▸ **STATED TASK**: Restate, word for word, all of the material shown below.

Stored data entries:
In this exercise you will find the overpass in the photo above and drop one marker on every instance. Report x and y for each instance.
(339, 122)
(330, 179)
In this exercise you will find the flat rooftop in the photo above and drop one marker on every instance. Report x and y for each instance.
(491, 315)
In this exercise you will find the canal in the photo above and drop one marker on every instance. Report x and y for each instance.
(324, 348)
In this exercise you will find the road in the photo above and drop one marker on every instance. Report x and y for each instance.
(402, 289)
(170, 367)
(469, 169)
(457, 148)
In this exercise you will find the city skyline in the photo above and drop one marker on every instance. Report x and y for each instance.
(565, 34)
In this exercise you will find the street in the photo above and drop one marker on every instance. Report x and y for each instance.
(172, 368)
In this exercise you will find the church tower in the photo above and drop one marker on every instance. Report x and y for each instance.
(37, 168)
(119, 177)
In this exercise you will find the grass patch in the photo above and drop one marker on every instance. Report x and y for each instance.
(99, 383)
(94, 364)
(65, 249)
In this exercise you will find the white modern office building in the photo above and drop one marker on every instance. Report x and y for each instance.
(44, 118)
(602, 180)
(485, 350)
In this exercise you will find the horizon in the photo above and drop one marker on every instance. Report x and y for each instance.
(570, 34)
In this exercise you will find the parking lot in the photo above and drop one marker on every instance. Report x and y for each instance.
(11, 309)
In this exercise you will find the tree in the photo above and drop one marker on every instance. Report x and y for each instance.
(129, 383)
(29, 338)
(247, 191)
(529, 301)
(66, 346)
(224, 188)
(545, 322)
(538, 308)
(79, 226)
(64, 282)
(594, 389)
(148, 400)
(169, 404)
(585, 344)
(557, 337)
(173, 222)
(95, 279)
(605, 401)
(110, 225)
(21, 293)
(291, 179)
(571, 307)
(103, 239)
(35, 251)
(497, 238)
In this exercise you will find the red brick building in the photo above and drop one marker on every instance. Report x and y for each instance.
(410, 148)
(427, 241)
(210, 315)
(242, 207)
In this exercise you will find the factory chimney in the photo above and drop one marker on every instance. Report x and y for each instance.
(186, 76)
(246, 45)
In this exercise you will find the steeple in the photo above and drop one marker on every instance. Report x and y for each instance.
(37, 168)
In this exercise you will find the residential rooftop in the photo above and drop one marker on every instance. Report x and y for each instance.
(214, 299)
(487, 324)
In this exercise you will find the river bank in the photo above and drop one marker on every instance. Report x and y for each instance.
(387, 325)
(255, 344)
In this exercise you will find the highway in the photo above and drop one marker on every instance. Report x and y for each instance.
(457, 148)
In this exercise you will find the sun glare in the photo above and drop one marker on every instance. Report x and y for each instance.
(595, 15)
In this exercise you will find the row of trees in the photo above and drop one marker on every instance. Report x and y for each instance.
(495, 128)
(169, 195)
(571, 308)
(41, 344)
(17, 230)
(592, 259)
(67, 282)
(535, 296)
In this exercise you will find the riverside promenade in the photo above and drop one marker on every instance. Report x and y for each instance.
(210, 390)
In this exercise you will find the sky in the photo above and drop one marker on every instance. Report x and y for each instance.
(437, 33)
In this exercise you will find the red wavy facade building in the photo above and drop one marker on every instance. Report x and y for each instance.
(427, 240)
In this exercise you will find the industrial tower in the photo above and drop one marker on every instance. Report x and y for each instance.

▸ **TASK RESULT**:
In this exercise you will find the overpass in the photo above and drop one marker on every instance. Report x and y for each instance.
(339, 122)
(330, 179)
In this exercise you will find the flat rooftop in the photo above and drop one marker on every instance. Report x and y for each instance.
(491, 315)
In this exercise you will find the canal in the photo above and drop one marker on every instance. Report x and y for each instance.
(324, 348)
In this exercise you will find the road in the photo above and drop one marker on every instance. Report x and y for each instance.
(402, 289)
(170, 367)
(469, 169)
(457, 148)
In this exercise you will find the city skyline in the photo above and drop one marker on every instance. Report x and y for each instance.
(565, 34)
In this exercise you will find the street in the photo above and drop one marker on every instance. Report x and y for each instance.
(172, 368)
In this exercise you will find the church tower in the photo above and drop one marker on every instance. Report x and y for each instance.
(37, 168)
(119, 177)
In this exercise you will find the grass patch in the photo above and drop one marker on every instance. Report x and y for each instance.
(99, 383)
(94, 364)
(65, 249)
In this exercise you will find the white modern office building in the photo above and drop one marker on every instance. Report x and y for each instance.
(44, 118)
(602, 180)
(485, 350)
In this exercise you will find the horizon in the photo above and drop one marker on every instance. Report x and y for each instance.
(570, 34)
In this exercise you will find the parking lot in the photo above and drop one marker on every instance. Report x and y for each instance.
(11, 309)
In this exercise you will find the tree in the photo above and drop one marker on every instance. Report x and y for each instance.
(129, 383)
(29, 338)
(247, 191)
(529, 301)
(66, 346)
(224, 188)
(545, 322)
(538, 308)
(79, 226)
(64, 282)
(594, 389)
(148, 400)
(169, 404)
(585, 344)
(557, 337)
(173, 222)
(95, 279)
(605, 401)
(110, 225)
(21, 293)
(291, 179)
(571, 307)
(103, 239)
(35, 251)
(497, 238)
In this exercise you will find the red brick building in the photo above and drop one marker on every instance. Report x and y for each instance.
(410, 148)
(427, 241)
(210, 315)
(242, 207)
In this exercise you will find the factory chimney in the photo above and drop one marker on every instance. Report x and y for each instance.
(186, 76)
(246, 45)
In this exercise you will find the steeple in the photo above and drop one marker on every instance. Report x and y for each instance.
(37, 168)
In this exercise you will find the residential rooftop in the photo above and drop one marker on every instance. Report x and y for each instance.
(214, 299)
(487, 324)
In this exercise you will find the river bank in the photo above and drop one marker on every instance. Report x and y for each instance.
(387, 325)
(255, 344)
In this exercise you will find the highway in the photo above and drop one marker on every instance. Report x and y for each instance.
(457, 148)
In this exercise you will find the sun glare in the photo above and drop one marker on every instance. Report x and y for each instance.
(595, 15)
In this exercise you will find the row of trees in the photo above and drop one marker on every instance. Report x and y for each instance.
(495, 128)
(169, 195)
(571, 308)
(41, 344)
(17, 230)
(592, 259)
(67, 282)
(535, 296)
In this exercise you will find the riverside promenade in the photo above and drop one marker on every instance. Report x and y for each instance.
(210, 390)
In this exercise you will find the sky in the photo above and drop one marker on every instance. Report x and y for each instance.
(437, 33)
In this exercise you will find the red wavy facade building in the photo above and drop one marker on every instance. Report x and y for each instance.
(427, 240)
In this exercise you will find the industrial tower in the photo above and drop one marker on every instance. Report x and y for each instance.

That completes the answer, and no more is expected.